Written instruction: Identify each line in the listing below that contains the word "seed", with case counting, and copy those lines.

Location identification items
● ● ● ●
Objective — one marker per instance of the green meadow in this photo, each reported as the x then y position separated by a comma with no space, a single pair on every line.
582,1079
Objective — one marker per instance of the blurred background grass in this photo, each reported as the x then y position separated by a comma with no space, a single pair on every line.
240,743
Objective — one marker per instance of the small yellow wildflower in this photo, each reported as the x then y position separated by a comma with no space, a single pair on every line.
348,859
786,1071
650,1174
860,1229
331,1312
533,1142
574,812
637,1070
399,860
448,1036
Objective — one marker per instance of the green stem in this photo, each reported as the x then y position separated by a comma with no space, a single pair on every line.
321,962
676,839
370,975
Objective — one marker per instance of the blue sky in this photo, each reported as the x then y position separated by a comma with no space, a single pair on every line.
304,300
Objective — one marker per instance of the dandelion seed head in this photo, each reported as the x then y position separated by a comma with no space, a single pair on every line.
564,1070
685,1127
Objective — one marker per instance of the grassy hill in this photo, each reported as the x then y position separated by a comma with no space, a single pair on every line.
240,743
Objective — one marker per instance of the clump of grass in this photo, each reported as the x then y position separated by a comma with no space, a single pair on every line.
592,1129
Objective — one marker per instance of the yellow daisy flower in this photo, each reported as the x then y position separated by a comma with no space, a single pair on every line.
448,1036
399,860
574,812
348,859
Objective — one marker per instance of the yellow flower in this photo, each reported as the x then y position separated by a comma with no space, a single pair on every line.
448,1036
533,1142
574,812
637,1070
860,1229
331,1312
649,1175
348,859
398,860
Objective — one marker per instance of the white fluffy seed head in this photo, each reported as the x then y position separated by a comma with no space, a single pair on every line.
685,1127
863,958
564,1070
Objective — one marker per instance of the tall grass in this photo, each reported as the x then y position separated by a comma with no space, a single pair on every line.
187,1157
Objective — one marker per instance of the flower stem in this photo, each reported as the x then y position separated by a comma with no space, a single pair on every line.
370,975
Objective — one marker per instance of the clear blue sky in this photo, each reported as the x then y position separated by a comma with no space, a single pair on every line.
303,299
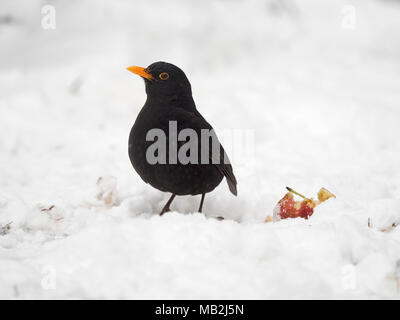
● ● ● ●
Finished exercise:
Objective — one marker per instance of the dandelion seed head in this photo, each reported as the x then y position separated by a comma with no space, a single pair on every line.
Objective — one marker per instance of the white fluffy seed head in this photo, each reported as the x then y position separated by a comma with no space, a single pair on every line.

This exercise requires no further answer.